Data START
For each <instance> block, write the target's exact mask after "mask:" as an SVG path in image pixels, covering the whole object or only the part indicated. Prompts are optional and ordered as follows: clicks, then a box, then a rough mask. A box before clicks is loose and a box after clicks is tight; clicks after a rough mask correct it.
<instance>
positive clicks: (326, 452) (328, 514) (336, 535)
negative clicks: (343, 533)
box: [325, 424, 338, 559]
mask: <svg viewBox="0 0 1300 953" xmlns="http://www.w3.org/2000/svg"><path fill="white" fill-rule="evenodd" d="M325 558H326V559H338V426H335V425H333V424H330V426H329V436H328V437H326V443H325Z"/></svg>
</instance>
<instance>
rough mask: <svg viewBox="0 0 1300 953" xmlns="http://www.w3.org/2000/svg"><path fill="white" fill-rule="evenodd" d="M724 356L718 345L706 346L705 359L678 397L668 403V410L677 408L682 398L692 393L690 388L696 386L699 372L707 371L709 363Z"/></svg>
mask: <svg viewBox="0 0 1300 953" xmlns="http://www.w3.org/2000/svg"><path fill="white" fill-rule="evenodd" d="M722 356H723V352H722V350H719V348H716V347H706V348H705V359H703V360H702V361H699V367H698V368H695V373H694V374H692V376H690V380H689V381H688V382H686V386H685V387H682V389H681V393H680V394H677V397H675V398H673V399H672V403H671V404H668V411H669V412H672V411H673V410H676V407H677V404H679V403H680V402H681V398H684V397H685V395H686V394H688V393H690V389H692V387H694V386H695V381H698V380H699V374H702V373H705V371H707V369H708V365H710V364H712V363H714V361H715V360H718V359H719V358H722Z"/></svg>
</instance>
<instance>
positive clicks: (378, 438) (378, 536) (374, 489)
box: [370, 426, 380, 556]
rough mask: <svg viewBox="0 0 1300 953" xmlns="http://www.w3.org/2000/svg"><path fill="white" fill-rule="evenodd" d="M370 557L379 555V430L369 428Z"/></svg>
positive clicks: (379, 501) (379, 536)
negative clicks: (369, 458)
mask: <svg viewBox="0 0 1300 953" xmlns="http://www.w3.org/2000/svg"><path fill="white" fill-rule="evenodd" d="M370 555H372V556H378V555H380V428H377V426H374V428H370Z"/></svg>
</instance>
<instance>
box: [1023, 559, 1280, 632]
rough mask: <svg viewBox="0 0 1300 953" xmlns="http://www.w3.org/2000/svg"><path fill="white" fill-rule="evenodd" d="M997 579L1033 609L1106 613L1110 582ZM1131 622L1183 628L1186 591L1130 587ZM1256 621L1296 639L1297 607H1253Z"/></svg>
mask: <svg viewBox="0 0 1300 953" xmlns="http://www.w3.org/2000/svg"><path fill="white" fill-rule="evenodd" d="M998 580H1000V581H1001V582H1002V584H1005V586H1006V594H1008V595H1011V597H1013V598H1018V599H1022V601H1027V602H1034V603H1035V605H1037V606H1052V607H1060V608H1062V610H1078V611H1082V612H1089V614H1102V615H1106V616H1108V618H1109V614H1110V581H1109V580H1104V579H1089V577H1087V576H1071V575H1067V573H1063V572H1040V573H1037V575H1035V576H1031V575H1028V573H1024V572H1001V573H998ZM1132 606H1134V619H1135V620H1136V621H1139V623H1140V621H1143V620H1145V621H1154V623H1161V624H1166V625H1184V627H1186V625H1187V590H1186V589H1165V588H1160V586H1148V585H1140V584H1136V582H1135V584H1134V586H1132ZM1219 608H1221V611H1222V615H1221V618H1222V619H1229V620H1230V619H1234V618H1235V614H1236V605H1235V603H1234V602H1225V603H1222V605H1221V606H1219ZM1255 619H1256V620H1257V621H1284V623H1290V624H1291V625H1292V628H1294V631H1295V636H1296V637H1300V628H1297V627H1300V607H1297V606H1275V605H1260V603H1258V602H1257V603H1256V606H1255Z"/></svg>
Data END
Exercise description:
Return every line of the data above that contains the word "positive".

Written solution:
positive clicks: (326, 452) (328, 514) (336, 535)
positive clicks: (378, 438) (378, 536) (374, 489)
positive clicks: (379, 501) (379, 536)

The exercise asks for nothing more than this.